## DOCUMENT SECTION
■ ■ ■
An American Editor

February 25, 2011

The Forked Tongue Dialogues: The Budget and Abortion

Filed under: Politics — americaneditor @ 7:00 am
Tags: , , , , ,

It seems that the Republican antiabortion wing is in a celebratory mood, having cut off funding for Planned Parenthood in the House budget legislation and tightening abortion restrictions. I’m not getting into the morality of abortion vs. no abortion; rather, I want to think about the forked tongue approach that the Republicans and antiabortion crowd take.

The problem is this: At the same time that abortion funding and family planning funds were cut, so were the funds that would provide medical care and food and education for all of the “saved children.” How hypocritical can one be! Save a life so that it can starve, suffer from illness, live in poverty, be uneducated. There is something wrong with this type of thinking.

What I see wrong is that the fight to prevent abortion isn’t really a fight to save lives; rather, it is a fight to save money gussied up in a moral argument. I’m waiting for one of the congresspersons who are antiabortion to come forward and offer to underwrite from their personal funds the costs for feeding, housing, and educating, as well as for medical needs, of the next saved child. They don’t come forward and make such an offer because the argument is not one of morality but one of money.

It seems to me that if you are going to insist that I adhere to your vision of morality, you should at minimum provide me with the tools necessary to do so, which is more than spouting words. You don’t want me to abort a fetus but you also don’t want me to be educated about family planning. You don’t want me to abort but you don’t think it necessary to provide me with a minimum, barebones way of feeding, housing, or educating the child. You don’t want me to abort yet you do not want to give me access to the medical care necessary to carry the fetus to term or take care of it after its birth.

Is there something missing in this dialog?

Common sense is missing. For every action there is a reaction is applicable not only to the dynamic of physics but to the dynamic of life. Every child born needs food, clothing, shelter, medical care, education. Unfortunately, under the current Republican view, the dynamic stops at “every child born” in the fantastical belief that every parent can adequately provide for their child on their own. Republicans used to boast that they were grounded in reality and that it was the Democrats who believed in fantasy, yet here they are disproving that self-assertion.
■ ■ ■
## TASKS AND EXERCISES
1: According to the blog post on the budget and abortion, which organization lost its funding in the House budget legislation?
2: In the blog post on the budget and abortion, rewrite the passage starting at "February 25, 2011" and ending at "type of thinking.", putting "inconsistent" in place of "hypocritical".

## DATA SECTION
■ ■ ■
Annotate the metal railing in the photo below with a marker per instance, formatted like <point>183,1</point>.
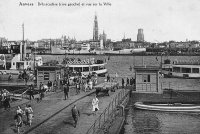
■ ■ ■
## SOLUTIONS TO THE EXERCISE
1: Planned Parenthood

2:
February 25, 2011

The Forked Tongue Dialogues: The Budget and Abortion

Filed under: Politics — americaneditor @ 7:00 am
Tags: , , , , ,

It seems that the Republican antiabortion wing is in a celebratory mood, having cut off funding for Planned Parenthood in the House budget legislation and tightening abortion restrictions. I’m not getting into the morality of abortion vs. no abortion; rather, I want to think about the forked tongue approach that the Republicans and antiabortion crowd take.

The problem is this: At the same time that abortion funding and family planning funds were cut, so were the funds that would provide medical care and food and education for all of the “saved children.” How inconsistent can one be! Save a life so that it can starve, suffer from illness, live in poverty, be uneducated. There is something wrong with this type of thinking.